Given data start
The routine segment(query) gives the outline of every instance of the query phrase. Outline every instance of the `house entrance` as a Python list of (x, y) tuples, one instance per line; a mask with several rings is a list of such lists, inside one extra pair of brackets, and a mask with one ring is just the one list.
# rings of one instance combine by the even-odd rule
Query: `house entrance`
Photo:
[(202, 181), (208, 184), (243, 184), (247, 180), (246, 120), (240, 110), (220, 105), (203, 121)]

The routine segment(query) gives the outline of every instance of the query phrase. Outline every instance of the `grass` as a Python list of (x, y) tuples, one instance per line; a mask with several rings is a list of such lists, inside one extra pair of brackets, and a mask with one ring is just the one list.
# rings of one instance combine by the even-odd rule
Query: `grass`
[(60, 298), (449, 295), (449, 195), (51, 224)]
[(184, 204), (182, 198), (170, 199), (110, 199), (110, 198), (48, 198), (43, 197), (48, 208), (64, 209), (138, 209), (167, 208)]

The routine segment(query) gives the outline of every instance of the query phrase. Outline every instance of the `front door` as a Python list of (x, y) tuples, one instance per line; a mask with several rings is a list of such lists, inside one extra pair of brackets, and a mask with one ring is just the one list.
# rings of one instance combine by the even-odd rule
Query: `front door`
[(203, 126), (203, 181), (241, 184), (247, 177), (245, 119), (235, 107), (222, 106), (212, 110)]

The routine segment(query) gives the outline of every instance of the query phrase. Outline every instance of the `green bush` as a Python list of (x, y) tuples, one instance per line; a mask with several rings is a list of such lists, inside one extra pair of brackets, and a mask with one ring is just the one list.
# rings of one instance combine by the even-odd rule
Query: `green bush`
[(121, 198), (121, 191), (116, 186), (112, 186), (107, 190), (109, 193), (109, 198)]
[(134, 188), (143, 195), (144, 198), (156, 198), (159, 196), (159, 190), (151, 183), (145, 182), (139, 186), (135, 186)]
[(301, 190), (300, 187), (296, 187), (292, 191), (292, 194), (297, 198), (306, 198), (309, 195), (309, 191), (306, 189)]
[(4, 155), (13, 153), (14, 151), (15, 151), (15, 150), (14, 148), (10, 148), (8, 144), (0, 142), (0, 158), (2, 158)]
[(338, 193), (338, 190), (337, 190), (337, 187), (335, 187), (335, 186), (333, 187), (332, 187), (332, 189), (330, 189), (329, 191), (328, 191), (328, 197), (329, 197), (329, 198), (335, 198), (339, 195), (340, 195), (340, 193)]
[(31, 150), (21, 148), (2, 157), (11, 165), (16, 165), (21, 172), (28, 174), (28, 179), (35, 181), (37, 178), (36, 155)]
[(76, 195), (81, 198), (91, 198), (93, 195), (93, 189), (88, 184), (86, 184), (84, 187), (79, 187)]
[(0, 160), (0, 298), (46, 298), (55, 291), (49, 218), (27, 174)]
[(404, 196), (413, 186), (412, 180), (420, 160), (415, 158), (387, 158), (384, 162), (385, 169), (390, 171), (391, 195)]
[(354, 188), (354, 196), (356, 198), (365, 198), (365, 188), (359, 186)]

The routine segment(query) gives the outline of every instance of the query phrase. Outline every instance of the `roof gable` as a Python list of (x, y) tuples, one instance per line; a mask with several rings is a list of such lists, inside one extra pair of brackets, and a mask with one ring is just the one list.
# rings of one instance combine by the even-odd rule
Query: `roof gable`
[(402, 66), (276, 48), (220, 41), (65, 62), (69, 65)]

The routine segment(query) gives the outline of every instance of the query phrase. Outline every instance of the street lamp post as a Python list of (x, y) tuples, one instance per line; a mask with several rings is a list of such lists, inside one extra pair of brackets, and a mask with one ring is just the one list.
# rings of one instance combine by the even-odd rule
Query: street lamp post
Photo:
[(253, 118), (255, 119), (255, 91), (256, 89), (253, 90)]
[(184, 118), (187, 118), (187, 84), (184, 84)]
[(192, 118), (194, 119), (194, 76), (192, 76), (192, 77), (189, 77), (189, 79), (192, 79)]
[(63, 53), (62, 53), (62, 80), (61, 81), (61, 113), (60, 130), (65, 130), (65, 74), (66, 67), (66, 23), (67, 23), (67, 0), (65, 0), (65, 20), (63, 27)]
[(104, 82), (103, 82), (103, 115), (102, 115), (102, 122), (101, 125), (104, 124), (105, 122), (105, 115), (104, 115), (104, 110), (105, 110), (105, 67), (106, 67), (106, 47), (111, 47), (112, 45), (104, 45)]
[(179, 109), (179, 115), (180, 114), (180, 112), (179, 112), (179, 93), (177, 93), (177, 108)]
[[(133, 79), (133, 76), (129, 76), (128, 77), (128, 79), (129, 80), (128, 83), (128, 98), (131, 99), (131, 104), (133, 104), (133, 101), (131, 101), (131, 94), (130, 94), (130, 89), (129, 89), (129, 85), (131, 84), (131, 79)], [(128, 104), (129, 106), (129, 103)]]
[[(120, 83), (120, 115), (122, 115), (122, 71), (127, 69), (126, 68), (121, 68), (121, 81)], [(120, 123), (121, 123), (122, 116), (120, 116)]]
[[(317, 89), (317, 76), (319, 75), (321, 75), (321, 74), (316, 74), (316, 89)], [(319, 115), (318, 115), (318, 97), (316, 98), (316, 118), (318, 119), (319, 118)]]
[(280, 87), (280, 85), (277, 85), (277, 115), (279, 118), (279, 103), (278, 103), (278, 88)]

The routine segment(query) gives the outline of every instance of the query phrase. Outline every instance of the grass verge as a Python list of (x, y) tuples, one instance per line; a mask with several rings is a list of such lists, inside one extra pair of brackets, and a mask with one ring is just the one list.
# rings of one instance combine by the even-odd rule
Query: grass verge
Given data end
## What is being asked
Rewrite every one of the rows above, putting "the search phrase" wherever "the query phrase" appears and leaving everything else the same.

## Completed exercise
The routine segment(query) gives the outline of every instance of the search phrase. Outline every instance of the `house entrance` as a Python list of (x, y) tuples, one instance per line; a mask with several rings is a list of such lists, inside one extra pair of brackets, and a mask with one ring is just the one list.
# rings of one instance combine by the even-odd rule
Query: `house entrance`
Photo:
[(202, 181), (208, 184), (243, 184), (247, 180), (246, 120), (240, 110), (220, 105), (203, 121)]

The routine segment(query) gives the outline of every instance of the search phrase. Outline every instance of the `grass` as a Python list of (x, y) tuples, one instance per line; a mask with several rings is a list of such lists, inside one extra pair of brackets, and a mask with one ring is just the one list.
# rings of one instance combine by the even-odd rule
Query: `grass`
[(60, 298), (449, 295), (449, 195), (51, 224)]
[(184, 204), (182, 198), (170, 199), (110, 199), (110, 198), (48, 198), (43, 197), (48, 208), (64, 209), (138, 209), (167, 208)]

The routine segment(query) gives the outline of every instance of the search phrase. Outline every instance of the `front door` as a Python list of (x, y) tuples, one instance per line; a mask with several rings is a list of such lists, inside one extra pair of brackets, and a mask with one ring is just the one list.
# rings of one instance combine by the even-odd rule
Query: `front door`
[(203, 126), (203, 181), (241, 184), (247, 177), (245, 119), (235, 107), (222, 106), (212, 110)]

The routine segment(query) gives the outline of every instance of the search phrase. Outline every instance of the `green bush` as a Python list of (x, y) tuples, one instance per line; a mask with several rings is a list of such lists, inside one extra pair of brackets, and a mask with one ring is just the one list.
# rings of one instance combine by the even-odd rule
Query: `green bush`
[(121, 198), (121, 191), (116, 186), (112, 186), (107, 190), (109, 193), (109, 198)]
[(134, 188), (143, 195), (144, 198), (156, 198), (159, 196), (159, 190), (151, 183), (145, 182), (139, 186), (135, 186)]
[(301, 190), (300, 187), (296, 187), (292, 191), (292, 194), (297, 198), (306, 198), (309, 195), (309, 191), (306, 189)]
[(4, 155), (13, 153), (14, 151), (15, 151), (15, 150), (14, 148), (10, 148), (8, 144), (0, 142), (0, 158), (2, 158)]
[(338, 193), (338, 190), (337, 190), (337, 187), (335, 187), (335, 186), (333, 187), (332, 187), (332, 189), (330, 189), (329, 191), (328, 191), (328, 197), (329, 197), (329, 198), (335, 198), (339, 195), (340, 195), (340, 193)]
[(31, 150), (21, 148), (2, 157), (11, 165), (16, 165), (21, 172), (28, 174), (28, 179), (35, 181), (37, 178), (36, 155)]
[(76, 195), (81, 198), (91, 198), (93, 195), (93, 189), (88, 184), (86, 184), (84, 187), (79, 187)]
[(0, 160), (0, 298), (46, 298), (55, 291), (49, 218), (27, 174)]
[(404, 196), (413, 186), (412, 180), (420, 160), (415, 158), (387, 158), (384, 162), (385, 169), (390, 171), (391, 195)]
[(354, 188), (354, 196), (356, 198), (365, 198), (365, 188), (359, 186)]

The routine segment(query) gives the outline of every instance of the search phrase. Outline every instance of the `roof gable` as a Python list of (x, y) tuples, one instance per line; a mask with several rings is a list of such lists, inside one extra pair of brackets, and a mask with one ring is just the one list.
# rings of one instance combine by the even-odd rule
Query: `roof gable`
[(402, 66), (276, 48), (220, 41), (65, 62), (69, 65)]

The routine segment(query) gives the outline of every instance of the search phrase. Outline every instance of the street lamp post as a Python list of (x, y) tuples, one instance per line; a mask with several rings is a list of such lists, inside one extra pair of brackets, and a mask with one ring is just the one list.
# rings of one instance combine by the even-odd rule
Query: street lamp post
Photo:
[(253, 118), (255, 119), (255, 91), (256, 89), (253, 90)]
[(184, 118), (187, 118), (187, 84), (184, 84)]
[(192, 118), (194, 119), (194, 76), (192, 76), (192, 77), (189, 77), (189, 79), (192, 79)]
[(63, 53), (62, 53), (62, 80), (61, 81), (61, 113), (60, 130), (65, 130), (65, 74), (66, 67), (66, 23), (67, 23), (67, 0), (65, 0), (65, 20), (63, 27)]
[(104, 82), (103, 82), (103, 115), (102, 115), (102, 122), (101, 125), (104, 124), (105, 122), (105, 115), (104, 115), (104, 110), (105, 110), (105, 67), (106, 67), (106, 47), (111, 47), (112, 45), (104, 45)]
[(179, 109), (179, 115), (180, 114), (180, 112), (179, 112), (179, 93), (177, 93), (177, 108)]
[[(133, 79), (133, 76), (129, 76), (128, 77), (128, 79), (129, 80), (128, 83), (128, 98), (131, 99), (131, 104), (133, 104), (133, 101), (131, 101), (131, 94), (130, 94), (130, 89), (129, 89), (129, 85), (131, 84), (131, 79)], [(128, 104), (129, 106), (129, 103)]]
[[(120, 83), (120, 115), (122, 115), (122, 71), (127, 69), (126, 68), (121, 68), (121, 81)], [(120, 123), (121, 123), (122, 116), (120, 116)]]
[[(317, 89), (317, 76), (319, 75), (321, 75), (321, 74), (316, 74), (316, 89)], [(319, 115), (318, 115), (318, 97), (316, 98), (316, 118), (318, 119), (319, 118)]]
[(280, 87), (280, 85), (277, 85), (277, 115), (279, 118), (279, 103), (278, 103), (278, 88)]

The routine segment(query) gives the outline of every instance of the search phrase. Outline every instance of the grass verge as a Python list of (x, y) tuples, one instance per line; a mask with several rings is a list of such lists, inside one extra pair of brackets, and a mask with one ring is just the one list.
# rings of one instance combine by the even-odd rule
Query: grass verge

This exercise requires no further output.